_Records from a data collection_
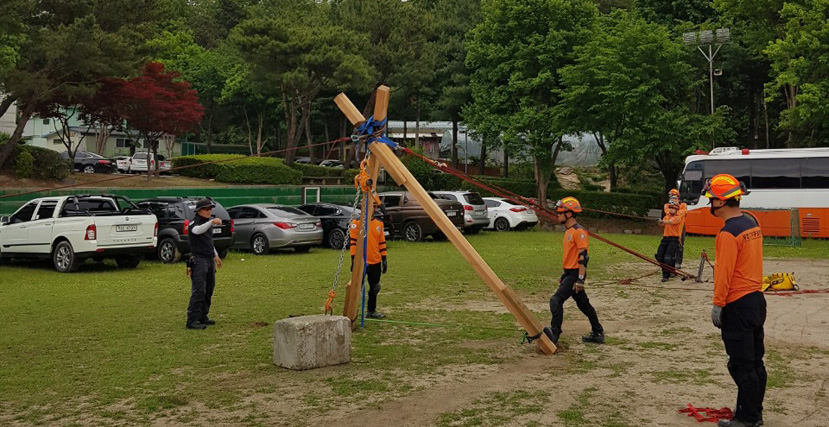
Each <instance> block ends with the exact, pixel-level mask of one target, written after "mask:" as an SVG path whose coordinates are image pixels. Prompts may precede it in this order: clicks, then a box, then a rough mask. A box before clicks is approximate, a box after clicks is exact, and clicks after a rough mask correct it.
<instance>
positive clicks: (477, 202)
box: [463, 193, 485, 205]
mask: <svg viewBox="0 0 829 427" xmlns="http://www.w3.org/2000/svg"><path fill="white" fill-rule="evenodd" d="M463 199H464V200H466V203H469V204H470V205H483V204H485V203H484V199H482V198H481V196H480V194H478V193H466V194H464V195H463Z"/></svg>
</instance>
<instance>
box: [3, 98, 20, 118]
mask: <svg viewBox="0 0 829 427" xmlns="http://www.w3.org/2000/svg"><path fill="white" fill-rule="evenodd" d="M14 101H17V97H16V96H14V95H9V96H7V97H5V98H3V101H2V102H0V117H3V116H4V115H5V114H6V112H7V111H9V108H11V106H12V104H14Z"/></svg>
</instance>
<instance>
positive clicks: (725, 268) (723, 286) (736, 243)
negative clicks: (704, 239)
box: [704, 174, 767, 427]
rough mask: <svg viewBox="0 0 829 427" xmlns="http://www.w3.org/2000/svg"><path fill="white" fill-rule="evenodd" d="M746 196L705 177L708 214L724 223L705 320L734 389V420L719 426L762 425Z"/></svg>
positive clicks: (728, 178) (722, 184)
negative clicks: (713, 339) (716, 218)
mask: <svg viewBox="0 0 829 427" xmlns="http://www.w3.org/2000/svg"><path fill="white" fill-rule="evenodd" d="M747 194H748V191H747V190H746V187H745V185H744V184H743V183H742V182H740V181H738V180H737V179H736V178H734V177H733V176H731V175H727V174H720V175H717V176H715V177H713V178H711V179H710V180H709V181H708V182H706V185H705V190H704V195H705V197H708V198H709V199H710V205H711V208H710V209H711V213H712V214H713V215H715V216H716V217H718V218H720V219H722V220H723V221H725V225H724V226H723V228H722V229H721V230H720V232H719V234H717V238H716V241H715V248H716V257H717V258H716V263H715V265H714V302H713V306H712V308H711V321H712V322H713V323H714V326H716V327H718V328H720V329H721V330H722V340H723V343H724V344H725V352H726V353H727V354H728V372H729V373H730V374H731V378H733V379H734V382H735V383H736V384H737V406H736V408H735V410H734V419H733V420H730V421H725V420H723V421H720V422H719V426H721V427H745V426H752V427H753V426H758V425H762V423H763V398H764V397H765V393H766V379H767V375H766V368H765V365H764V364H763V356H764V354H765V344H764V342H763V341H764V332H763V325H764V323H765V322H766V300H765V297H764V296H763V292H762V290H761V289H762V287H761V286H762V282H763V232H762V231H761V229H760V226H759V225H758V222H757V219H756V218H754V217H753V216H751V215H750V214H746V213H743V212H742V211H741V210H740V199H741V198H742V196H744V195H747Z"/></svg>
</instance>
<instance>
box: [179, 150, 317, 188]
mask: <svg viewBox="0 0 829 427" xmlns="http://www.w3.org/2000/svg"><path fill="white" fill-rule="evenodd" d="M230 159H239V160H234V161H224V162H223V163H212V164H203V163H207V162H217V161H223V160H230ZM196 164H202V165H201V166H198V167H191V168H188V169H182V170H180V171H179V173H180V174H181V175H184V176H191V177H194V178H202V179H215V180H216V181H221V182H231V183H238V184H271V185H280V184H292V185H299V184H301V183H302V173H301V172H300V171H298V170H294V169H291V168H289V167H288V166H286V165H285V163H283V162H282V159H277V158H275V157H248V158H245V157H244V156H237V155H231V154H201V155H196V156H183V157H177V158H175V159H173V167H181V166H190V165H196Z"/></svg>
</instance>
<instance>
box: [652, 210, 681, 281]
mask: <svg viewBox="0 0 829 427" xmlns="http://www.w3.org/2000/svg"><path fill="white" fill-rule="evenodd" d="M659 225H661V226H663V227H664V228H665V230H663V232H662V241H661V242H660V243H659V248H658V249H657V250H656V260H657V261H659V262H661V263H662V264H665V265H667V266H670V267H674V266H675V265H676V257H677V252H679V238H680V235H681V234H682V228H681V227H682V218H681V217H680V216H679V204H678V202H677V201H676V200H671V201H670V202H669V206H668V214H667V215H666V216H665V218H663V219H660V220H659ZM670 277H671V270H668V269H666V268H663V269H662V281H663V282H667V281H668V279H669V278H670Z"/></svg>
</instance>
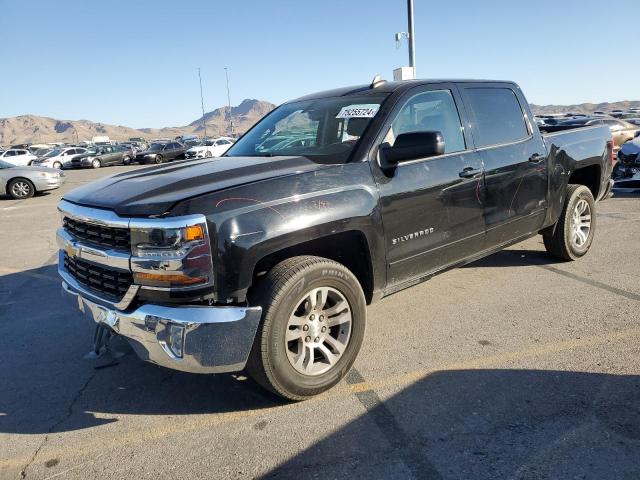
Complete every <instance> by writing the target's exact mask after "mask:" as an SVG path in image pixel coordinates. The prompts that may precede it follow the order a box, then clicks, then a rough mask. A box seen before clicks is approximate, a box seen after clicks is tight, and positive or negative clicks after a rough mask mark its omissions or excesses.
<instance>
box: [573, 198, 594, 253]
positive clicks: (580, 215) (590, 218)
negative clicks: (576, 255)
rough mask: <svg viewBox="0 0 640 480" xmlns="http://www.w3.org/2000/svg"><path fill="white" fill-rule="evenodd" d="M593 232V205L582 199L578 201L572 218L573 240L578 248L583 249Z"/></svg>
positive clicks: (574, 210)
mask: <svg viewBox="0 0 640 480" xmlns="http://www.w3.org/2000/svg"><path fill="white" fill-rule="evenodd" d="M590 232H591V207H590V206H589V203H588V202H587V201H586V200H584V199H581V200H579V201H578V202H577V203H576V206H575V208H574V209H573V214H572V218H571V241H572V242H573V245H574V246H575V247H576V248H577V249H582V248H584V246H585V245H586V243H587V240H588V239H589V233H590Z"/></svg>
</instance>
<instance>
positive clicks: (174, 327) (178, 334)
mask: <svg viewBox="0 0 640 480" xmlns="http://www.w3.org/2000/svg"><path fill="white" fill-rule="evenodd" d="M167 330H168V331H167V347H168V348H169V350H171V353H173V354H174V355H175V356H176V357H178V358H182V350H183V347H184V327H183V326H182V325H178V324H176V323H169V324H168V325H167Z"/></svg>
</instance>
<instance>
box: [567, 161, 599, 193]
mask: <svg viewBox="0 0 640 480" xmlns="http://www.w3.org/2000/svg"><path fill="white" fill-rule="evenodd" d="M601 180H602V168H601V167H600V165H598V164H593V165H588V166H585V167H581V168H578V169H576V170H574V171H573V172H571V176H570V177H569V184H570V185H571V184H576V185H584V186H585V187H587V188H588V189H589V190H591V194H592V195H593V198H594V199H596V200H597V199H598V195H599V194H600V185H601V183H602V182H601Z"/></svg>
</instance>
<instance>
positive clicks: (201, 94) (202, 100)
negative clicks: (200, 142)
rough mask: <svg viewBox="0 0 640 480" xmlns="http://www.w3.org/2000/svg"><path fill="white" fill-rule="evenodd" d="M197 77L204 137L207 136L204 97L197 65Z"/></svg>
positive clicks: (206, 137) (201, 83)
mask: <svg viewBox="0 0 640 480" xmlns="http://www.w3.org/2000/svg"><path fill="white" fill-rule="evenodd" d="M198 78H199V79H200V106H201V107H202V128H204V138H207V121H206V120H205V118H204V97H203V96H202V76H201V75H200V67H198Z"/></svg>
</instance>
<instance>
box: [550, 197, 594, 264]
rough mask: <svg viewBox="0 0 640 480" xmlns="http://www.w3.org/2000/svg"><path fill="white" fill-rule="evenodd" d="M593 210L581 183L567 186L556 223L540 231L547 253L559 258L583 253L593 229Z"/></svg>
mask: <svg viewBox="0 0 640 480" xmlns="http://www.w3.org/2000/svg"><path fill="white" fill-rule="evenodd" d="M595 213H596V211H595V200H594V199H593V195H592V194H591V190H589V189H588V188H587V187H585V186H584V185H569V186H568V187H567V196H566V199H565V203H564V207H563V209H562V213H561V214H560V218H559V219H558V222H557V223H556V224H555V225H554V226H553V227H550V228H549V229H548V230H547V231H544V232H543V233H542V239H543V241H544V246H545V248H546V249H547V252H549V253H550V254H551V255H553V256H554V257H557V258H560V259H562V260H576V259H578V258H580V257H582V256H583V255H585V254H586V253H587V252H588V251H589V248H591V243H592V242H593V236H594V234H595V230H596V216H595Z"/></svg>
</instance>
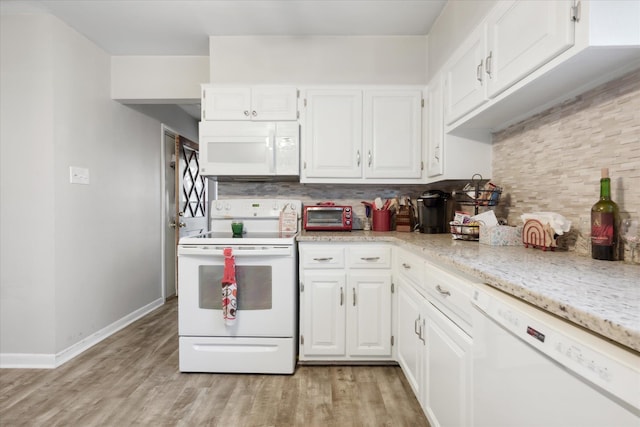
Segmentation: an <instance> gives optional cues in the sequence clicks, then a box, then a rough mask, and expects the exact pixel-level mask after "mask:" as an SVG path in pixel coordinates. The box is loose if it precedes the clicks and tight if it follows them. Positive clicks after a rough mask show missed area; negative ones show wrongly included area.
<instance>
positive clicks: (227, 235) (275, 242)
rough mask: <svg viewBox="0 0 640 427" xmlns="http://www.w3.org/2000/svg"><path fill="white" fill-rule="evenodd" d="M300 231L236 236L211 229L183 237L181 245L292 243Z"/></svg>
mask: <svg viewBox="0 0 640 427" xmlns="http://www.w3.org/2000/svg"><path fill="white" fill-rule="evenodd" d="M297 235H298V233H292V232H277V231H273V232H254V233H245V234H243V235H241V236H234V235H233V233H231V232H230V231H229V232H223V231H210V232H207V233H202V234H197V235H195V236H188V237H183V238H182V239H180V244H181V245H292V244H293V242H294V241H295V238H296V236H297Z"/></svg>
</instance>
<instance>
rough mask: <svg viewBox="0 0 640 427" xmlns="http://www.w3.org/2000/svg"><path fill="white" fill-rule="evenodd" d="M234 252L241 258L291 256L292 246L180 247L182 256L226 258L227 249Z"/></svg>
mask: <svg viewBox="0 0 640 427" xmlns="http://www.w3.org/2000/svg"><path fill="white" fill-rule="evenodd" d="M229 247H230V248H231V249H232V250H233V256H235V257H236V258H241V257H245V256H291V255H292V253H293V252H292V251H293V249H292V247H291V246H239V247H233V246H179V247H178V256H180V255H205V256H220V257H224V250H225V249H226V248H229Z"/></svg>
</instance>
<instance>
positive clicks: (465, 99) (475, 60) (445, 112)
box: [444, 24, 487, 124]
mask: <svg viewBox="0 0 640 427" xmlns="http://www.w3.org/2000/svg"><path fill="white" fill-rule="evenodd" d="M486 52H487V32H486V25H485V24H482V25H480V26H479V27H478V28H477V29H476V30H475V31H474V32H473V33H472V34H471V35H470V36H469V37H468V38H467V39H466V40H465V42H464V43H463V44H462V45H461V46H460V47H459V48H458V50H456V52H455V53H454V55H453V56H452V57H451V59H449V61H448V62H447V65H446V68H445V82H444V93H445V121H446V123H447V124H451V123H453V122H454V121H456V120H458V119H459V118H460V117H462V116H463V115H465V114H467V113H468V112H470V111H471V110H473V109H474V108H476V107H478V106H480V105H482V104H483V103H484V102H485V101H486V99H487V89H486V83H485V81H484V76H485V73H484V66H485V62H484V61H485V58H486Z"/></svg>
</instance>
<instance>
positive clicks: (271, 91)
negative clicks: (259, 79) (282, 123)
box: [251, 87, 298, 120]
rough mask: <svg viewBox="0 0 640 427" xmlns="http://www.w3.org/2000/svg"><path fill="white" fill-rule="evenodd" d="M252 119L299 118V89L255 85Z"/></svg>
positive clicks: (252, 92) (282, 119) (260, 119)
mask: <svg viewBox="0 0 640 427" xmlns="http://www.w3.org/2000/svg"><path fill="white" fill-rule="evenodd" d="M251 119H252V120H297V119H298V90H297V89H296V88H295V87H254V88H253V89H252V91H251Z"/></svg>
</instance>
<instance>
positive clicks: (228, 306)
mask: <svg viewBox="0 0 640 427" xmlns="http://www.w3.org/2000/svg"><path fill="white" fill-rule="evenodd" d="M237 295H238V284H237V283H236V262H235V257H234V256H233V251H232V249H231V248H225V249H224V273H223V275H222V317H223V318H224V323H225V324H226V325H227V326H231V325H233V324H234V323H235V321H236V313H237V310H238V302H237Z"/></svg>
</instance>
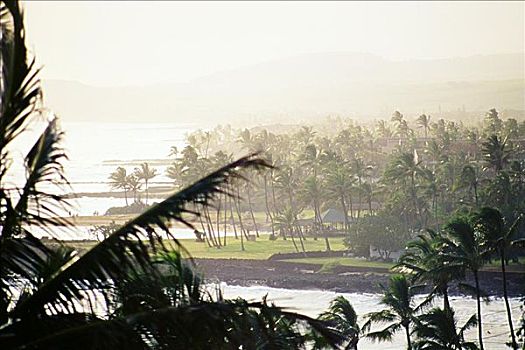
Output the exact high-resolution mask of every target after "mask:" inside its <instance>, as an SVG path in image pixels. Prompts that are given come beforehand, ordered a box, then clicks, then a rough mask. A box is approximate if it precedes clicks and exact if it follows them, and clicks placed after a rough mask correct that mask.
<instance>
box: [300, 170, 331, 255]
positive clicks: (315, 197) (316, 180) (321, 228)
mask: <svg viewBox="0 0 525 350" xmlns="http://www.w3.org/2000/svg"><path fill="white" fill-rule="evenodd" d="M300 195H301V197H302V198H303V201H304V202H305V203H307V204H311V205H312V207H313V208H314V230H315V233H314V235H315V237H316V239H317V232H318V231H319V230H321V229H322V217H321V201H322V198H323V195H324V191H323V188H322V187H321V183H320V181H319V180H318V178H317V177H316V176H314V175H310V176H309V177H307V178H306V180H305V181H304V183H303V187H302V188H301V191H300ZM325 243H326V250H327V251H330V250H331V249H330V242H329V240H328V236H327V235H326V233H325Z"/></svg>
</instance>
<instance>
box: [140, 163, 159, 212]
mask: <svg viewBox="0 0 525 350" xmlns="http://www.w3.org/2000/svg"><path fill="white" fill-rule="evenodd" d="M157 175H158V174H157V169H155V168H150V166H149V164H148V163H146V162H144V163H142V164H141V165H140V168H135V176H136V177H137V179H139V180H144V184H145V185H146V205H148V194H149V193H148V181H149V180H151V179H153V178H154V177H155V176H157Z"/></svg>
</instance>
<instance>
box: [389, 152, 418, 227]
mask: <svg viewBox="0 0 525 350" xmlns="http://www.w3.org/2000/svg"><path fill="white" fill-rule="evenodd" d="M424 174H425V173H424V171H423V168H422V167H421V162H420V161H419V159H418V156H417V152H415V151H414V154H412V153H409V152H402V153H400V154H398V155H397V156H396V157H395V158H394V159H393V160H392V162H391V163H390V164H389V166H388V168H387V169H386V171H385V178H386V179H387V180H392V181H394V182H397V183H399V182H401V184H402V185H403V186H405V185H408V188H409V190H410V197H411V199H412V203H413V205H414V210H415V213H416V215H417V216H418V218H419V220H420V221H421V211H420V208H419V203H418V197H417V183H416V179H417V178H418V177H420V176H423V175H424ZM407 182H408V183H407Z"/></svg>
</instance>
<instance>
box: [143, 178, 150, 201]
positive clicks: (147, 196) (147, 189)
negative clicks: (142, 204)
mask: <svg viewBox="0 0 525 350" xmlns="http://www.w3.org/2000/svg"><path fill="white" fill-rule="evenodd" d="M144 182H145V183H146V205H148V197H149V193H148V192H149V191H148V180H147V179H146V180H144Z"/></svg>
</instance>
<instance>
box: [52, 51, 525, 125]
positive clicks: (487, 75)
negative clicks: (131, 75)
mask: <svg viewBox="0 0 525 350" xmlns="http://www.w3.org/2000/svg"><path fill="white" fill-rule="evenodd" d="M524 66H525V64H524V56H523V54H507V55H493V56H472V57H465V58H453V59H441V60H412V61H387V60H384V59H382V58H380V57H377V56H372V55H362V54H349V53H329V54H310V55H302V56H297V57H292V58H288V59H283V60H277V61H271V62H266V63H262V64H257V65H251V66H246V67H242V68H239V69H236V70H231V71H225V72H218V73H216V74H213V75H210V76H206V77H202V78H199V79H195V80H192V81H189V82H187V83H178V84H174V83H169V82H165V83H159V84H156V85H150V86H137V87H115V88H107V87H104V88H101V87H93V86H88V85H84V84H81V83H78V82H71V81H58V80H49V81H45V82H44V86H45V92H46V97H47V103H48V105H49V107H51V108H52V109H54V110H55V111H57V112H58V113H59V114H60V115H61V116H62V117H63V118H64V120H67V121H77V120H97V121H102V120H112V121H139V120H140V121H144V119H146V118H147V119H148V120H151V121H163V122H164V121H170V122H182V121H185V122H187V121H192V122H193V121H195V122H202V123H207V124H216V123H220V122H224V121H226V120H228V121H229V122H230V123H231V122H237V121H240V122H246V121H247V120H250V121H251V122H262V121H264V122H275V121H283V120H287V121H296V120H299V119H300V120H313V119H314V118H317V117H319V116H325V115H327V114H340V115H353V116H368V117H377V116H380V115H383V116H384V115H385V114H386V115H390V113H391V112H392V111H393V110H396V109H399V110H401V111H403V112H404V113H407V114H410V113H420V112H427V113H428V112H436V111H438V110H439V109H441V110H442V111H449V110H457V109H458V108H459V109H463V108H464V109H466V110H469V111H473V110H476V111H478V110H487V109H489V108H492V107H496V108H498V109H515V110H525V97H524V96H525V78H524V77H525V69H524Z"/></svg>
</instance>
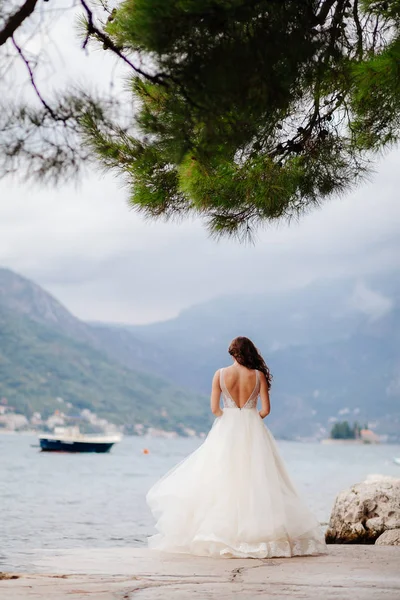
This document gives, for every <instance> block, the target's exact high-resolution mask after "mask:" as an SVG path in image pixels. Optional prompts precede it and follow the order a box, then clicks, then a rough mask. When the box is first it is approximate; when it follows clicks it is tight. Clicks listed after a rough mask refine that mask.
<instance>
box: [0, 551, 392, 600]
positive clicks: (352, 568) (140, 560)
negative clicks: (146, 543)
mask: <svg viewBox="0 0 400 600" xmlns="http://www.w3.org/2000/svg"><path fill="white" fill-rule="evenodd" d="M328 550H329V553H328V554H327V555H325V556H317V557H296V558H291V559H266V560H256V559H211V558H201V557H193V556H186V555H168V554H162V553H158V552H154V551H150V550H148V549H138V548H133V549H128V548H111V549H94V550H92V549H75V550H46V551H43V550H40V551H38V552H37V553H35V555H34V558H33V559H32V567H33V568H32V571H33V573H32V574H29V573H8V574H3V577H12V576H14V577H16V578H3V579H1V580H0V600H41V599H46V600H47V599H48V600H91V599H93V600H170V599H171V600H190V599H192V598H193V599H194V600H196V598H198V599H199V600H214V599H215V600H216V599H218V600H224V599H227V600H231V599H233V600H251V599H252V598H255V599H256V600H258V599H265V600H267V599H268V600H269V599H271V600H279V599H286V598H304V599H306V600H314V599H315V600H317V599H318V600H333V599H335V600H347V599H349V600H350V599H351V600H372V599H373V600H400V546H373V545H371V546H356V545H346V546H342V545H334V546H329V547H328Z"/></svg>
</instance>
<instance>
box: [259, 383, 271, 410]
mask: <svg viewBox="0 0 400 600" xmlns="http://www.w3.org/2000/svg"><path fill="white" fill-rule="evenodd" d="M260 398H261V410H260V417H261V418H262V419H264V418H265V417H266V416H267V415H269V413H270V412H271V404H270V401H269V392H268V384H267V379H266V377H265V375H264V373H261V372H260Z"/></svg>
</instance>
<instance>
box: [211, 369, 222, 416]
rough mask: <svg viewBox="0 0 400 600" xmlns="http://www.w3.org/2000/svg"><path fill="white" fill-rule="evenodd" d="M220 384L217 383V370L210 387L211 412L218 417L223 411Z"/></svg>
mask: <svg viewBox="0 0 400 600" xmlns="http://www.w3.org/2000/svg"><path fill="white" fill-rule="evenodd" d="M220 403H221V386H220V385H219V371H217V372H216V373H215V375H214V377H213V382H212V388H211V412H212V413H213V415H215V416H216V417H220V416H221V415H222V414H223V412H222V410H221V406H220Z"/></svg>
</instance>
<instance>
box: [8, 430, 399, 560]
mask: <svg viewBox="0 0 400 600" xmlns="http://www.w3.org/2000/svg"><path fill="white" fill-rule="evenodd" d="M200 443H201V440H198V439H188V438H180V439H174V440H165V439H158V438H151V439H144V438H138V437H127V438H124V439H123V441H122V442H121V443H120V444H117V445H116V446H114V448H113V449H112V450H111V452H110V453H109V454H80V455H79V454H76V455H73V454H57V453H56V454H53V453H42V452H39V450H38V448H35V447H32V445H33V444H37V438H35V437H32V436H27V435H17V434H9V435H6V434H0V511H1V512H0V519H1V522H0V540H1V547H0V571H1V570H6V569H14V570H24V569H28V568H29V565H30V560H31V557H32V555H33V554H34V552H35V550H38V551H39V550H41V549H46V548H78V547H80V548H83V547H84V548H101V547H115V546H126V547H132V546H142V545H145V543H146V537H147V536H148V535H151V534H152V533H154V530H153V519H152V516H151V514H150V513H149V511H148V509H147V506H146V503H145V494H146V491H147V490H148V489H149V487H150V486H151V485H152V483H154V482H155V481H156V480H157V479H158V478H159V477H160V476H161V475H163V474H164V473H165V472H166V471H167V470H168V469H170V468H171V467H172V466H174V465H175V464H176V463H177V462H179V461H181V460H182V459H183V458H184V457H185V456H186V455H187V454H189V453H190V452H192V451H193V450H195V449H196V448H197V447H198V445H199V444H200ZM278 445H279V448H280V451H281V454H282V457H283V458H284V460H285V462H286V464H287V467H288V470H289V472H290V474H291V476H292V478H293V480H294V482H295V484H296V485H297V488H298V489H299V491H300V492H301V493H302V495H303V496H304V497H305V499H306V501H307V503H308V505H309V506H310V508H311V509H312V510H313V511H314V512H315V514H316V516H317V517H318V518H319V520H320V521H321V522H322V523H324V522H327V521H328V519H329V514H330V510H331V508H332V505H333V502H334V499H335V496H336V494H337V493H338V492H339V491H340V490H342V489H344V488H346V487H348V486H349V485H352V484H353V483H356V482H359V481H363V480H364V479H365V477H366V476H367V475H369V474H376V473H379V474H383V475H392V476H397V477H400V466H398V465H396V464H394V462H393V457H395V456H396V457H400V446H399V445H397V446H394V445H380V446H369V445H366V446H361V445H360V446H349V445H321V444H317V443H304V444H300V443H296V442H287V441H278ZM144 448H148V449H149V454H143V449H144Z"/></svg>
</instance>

_What is required_
Please copy the lines above from the line with "box: [140, 163, 159, 212]" up to and including the line with "positive clicks: (487, 75)", exactly as written and with nothing else.

_Expected answer_
box: [140, 163, 159, 212]
mask: <svg viewBox="0 0 525 350" xmlns="http://www.w3.org/2000/svg"><path fill="white" fill-rule="evenodd" d="M157 175H158V174H157V169H155V168H150V166H149V164H148V163H146V162H144V163H142V164H141V165H140V168H135V176H136V177H137V179H139V180H144V184H145V185H146V205H148V194H149V193H148V181H149V180H151V179H153V178H154V177H155V176H157Z"/></svg>
</instance>
<instance>
box: [389, 152, 418, 227]
mask: <svg viewBox="0 0 525 350" xmlns="http://www.w3.org/2000/svg"><path fill="white" fill-rule="evenodd" d="M424 174H425V173H424V171H423V168H422V167H421V162H420V161H419V159H418V156H417V152H415V151H414V154H412V153H409V152H402V153H400V154H398V155H397V156H396V157H395V158H394V159H393V160H392V162H391V163H390V164H389V166H388V168H387V169H386V171H385V178H386V179H387V180H392V181H394V182H397V183H399V182H401V184H402V185H403V186H405V185H408V188H409V190H410V197H411V199H412V203H413V205H414V210H415V213H416V215H417V216H418V218H419V220H420V221H421V211H420V208H419V203H418V197H417V183H416V179H417V178H418V177H420V176H423V175H424ZM407 182H408V183H407Z"/></svg>
</instance>
<instance>
box: [143, 178, 150, 201]
positive clicks: (147, 196) (147, 189)
negative clicks: (142, 204)
mask: <svg viewBox="0 0 525 350" xmlns="http://www.w3.org/2000/svg"><path fill="white" fill-rule="evenodd" d="M144 182H145V183H146V205H148V197H149V193H148V192H149V191H148V180H147V179H146V180H144Z"/></svg>
</instance>
<instance>
box: [52, 51, 525, 125]
positive clicks: (487, 75)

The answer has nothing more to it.